[Text passage Boundary: Start]
I never thought I would be a mommy to 2 beautiful healthy girls. Honestly, if you had asked me 3-4 years ago if I would have any more kids I would have said, nope - no more for me and Bryan. Kaylie was to be our 1 and only.
At one point in our lives that was very hard for Bryan and I to swallow. I saw 3 different Dr.'s, I took hormones, I even had an operation to see what was wrong. This was the worst surgery I have had to date - way worse than the 2 c-sections I have had. Side note: this surgery actually made me pass out once I got home and I just so happened to pass out in our bathroom and hit my head on our bath tub and had to have 10 staples put in the back of my head, it was terrible.
Bryan had to have testing done, and to my surprise was great, no issues with him what-so-ever. It was good news but again hard to swallow b/c Bryan smokes like a chimney and drinks like a fish and I am the "healthy" one but all of the issues were b/c of me. We went to Fertility Specialists and they told me I only had a 10% chance of having any more babies on my own. They told me our only option was IVF which costs around $10-15K per treatment. Bryan and I really thought about this option but in the end decided if it wasn't meant to be, it wasn't meant to be.
[Text passage Boundary: End]
[Dataset excerpts Boundary: Start]
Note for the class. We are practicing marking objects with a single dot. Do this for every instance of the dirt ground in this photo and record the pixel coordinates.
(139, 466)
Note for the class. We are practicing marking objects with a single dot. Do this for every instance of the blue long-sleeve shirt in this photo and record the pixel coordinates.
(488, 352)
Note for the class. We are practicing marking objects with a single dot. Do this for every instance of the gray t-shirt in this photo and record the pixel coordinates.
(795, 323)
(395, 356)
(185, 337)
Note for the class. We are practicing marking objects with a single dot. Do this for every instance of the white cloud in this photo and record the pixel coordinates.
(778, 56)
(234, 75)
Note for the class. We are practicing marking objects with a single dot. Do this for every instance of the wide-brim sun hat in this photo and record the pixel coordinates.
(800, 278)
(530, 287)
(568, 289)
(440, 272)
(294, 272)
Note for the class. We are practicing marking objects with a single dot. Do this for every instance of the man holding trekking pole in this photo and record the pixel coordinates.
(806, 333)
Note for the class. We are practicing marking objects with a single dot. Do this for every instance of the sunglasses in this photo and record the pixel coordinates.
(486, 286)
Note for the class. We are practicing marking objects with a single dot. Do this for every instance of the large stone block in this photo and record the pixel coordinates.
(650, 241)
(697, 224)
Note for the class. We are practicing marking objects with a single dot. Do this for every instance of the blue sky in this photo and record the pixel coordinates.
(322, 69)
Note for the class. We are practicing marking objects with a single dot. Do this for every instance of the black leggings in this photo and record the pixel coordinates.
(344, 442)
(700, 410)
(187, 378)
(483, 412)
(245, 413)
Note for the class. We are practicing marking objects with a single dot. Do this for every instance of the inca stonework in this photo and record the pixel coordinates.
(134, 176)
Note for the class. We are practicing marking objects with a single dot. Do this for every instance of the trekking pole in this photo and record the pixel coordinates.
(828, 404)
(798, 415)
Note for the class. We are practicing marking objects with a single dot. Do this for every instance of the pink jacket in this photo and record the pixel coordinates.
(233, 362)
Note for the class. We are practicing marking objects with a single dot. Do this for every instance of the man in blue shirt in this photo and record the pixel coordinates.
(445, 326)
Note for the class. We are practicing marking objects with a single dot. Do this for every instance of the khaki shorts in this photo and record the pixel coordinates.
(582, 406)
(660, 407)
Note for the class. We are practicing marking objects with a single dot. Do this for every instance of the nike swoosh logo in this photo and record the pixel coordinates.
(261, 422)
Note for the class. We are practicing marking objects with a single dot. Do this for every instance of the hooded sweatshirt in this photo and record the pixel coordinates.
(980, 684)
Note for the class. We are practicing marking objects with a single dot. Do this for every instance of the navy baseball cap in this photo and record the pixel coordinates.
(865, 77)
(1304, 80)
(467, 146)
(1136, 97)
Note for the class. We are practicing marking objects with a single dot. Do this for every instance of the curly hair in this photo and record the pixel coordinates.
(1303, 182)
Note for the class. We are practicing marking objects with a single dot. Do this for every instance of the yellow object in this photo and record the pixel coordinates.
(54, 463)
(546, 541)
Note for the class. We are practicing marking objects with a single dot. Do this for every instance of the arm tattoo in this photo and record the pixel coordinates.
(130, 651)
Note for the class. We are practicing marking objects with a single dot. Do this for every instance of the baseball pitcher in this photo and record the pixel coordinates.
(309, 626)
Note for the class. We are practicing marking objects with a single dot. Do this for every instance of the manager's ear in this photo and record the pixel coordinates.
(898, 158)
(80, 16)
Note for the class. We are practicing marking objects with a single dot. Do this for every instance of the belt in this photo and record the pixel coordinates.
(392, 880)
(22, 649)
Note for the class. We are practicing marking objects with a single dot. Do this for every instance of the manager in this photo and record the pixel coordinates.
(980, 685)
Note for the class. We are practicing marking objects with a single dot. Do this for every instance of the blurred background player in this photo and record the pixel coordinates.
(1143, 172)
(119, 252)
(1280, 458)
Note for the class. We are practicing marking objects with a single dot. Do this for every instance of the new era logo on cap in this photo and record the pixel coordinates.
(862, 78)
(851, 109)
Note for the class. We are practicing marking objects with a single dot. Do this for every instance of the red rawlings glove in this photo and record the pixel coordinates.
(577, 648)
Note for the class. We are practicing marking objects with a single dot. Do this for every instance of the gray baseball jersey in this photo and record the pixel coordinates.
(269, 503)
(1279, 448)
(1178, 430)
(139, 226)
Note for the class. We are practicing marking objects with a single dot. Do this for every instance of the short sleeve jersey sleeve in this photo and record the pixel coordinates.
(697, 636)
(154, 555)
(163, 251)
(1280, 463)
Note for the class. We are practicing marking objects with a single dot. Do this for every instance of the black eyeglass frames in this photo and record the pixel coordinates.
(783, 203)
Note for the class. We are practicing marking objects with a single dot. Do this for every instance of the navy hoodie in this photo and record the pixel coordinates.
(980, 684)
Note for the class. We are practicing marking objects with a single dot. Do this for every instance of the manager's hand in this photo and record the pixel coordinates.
[Dataset excerpts Boundary: End]
:: Apply what you read ::
**a)** Using the fertility story, decide whether each statement agrees with the text. Answer yes or no for each, and quote the words that settle it.
(i) Bryan's testing turned up no problems.
(ii) The operation was less painful than the c-sections.
(iii) The specialists gave a 10% chance of more babies without treatment.
**b)** Answer these questions from the fertility story:
(i) How many different doctors did the writer see?
(ii) How many staples were put in the back of the writer's head?
(iii) About how much does IVF cost per treatment?

:: Activity answers ::
**a)**
(i) Yes: "no issues with him what-so-ever"
(ii) No: "way worse than the 2 c-sections I have had"
(iii) Yes: "I only had a 10% chance of having any more babies on my own"

**b)**
(i) 3
(ii) 10
(iii) Around $10-15K